### Cel A
Jak autor komentarza o zakupie śmigłowców ocenia wybór Caracali?
### Cel B
Rozwiń komentarz o zakupie śmigłowców, dopisując dalszy ciąg po jego ostatnim zdaniu.

### Fragment tekstu
☆ ☆ ☆ ☆ ☆

Król jest nagi Michał Fiszer komentuje.
NASZ EKSPERT Michał Fiszer komentuje
Caracale odleciały i nie ma ich co żałować, bo wybór był, delikatnie mówiąc, nie najlepszy. Jednakże kupowanie śmigłowców na łapu-capu, z wolnej ręki, też nie jest najlepsze. Ja już nie mówię o jakimś tam przetargu i urzędniczych procedurach, ale o zwykłej analizie konkretnych potrzeb i o przygotowaniu jakiegoś planu wymiany floty śmigłowcowej, tak żeby wojsko mogło wykonywać konkretne zadania, a nie polatać sobie sportowo, dla czystej przyjemności latania.

☆ ☆ ☆ ☆ ☆

### Prezentowane dane
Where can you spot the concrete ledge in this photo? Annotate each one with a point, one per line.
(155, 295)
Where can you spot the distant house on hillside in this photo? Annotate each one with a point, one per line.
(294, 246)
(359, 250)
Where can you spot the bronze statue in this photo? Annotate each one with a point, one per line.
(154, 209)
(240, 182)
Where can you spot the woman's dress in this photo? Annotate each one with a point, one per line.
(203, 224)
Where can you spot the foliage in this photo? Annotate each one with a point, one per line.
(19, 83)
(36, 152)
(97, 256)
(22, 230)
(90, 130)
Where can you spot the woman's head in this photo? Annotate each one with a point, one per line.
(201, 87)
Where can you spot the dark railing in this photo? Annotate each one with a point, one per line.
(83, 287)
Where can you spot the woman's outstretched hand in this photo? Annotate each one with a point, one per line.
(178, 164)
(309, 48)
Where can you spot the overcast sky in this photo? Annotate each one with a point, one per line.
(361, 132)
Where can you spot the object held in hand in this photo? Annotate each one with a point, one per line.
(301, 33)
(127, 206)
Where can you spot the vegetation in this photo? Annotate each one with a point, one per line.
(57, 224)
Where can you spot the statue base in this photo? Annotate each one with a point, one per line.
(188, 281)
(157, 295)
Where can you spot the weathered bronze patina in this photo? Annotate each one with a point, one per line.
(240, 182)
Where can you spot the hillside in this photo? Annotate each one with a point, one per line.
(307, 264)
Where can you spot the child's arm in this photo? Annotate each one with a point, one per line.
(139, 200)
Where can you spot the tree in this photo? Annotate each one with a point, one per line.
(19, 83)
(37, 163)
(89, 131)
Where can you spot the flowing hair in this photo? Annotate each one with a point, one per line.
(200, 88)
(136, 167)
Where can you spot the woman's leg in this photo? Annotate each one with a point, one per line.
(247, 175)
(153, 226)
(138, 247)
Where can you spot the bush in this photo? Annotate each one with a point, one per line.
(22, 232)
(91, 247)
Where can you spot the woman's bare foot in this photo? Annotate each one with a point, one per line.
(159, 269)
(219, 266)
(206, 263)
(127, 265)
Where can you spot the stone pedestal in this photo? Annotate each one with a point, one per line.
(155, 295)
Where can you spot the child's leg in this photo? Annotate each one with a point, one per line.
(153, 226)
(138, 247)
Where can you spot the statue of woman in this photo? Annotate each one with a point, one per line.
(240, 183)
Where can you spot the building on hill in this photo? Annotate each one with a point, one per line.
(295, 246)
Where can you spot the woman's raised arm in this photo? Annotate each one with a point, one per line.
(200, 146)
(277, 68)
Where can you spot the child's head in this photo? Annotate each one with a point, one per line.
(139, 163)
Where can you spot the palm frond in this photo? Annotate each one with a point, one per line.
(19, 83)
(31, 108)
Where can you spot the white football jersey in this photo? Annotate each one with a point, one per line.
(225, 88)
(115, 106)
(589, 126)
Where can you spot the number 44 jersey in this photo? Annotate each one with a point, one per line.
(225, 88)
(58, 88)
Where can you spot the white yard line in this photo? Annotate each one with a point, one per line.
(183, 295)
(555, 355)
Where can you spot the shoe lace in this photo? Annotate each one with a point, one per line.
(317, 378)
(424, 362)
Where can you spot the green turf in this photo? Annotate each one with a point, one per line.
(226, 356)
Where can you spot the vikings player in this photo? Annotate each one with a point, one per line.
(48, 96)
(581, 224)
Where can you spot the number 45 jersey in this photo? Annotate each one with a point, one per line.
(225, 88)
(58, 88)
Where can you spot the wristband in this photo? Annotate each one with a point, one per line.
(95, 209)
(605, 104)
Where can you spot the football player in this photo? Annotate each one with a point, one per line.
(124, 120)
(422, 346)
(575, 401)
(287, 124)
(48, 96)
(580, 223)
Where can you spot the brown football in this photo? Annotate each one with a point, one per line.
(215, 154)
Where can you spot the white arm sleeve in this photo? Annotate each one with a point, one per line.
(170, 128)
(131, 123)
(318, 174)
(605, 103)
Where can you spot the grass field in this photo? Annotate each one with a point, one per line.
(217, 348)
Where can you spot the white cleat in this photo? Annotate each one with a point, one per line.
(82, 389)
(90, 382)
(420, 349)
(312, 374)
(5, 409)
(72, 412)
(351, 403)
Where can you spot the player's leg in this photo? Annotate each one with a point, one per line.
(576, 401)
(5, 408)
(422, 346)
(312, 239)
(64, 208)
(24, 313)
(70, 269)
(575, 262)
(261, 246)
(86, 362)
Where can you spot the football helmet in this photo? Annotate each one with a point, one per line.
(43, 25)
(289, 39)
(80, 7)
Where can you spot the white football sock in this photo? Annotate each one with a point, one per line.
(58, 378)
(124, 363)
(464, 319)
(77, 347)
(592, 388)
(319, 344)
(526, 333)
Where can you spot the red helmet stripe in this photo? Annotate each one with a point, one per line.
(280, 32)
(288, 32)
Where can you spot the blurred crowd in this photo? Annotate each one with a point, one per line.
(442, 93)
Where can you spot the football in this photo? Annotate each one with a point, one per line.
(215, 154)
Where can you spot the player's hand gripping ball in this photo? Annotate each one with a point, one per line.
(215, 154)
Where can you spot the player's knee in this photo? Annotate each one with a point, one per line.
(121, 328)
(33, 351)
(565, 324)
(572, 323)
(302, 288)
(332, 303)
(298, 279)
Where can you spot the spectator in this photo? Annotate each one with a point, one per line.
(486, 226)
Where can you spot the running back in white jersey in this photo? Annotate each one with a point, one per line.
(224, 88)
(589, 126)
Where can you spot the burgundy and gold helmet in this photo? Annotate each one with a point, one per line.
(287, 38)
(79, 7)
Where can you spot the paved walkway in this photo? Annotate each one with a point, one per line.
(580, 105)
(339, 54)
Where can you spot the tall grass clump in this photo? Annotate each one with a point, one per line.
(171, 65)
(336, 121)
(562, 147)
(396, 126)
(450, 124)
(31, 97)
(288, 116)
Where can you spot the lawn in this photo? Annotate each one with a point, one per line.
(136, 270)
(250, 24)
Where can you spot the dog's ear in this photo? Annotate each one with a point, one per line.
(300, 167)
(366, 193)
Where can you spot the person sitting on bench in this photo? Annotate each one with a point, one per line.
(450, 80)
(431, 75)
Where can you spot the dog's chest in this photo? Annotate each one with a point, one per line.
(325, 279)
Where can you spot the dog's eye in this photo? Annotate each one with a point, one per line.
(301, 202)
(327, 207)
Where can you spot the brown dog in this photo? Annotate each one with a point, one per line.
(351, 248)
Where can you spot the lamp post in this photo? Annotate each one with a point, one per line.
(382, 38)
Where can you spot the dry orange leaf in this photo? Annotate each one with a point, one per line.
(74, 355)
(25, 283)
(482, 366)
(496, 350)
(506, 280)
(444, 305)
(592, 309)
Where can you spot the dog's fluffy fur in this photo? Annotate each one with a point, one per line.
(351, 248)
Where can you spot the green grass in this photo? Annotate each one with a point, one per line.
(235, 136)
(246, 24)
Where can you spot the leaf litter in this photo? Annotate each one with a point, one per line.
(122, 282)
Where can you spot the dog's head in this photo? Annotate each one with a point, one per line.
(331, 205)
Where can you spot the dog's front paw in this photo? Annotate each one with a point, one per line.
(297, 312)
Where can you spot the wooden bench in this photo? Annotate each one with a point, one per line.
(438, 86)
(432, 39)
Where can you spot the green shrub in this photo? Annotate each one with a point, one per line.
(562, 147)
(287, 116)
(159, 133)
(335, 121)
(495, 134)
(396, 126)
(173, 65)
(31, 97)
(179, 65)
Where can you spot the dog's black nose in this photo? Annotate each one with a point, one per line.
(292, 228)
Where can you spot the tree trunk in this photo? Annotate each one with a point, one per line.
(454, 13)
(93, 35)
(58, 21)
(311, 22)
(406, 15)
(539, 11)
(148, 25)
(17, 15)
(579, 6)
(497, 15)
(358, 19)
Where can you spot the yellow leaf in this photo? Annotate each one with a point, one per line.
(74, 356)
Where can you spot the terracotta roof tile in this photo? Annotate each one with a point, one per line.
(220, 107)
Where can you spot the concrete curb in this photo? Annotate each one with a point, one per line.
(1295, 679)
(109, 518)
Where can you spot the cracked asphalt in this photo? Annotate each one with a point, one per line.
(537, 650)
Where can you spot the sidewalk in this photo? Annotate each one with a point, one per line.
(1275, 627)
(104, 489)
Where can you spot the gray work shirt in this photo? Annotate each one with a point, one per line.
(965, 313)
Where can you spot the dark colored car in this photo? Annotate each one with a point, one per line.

☆ ☆ ☆ ☆ ☆

### Odpowiedź A
Jako, delikatnie mówiąc, nie najlepszy.

### Odpowiedź B
O samych caracalach już pisałem. Miały zastąpić Mi-8 i nowsze Mi-17, których notabene są prawie rówieśnikami (nosząc przed kolejnymi modernizacjami nazwy Puma, Super Puma i Cougar), a w dodatku są od nich gorsze, choć wpakowano w nie teraz nową elektronikę, jak grubą warstwę pudru na leciwą kobietę. Dla 25. Brygady Kawalerii Powietrznej, gdzie miało trafić najwięcej caracali, oznaczałoby to pozostawienie jej bez wsparcia na polu walki, bo nawet tego skromnego ciężkiego sprzętu, który ona ma, dostarczyć by jej nie można.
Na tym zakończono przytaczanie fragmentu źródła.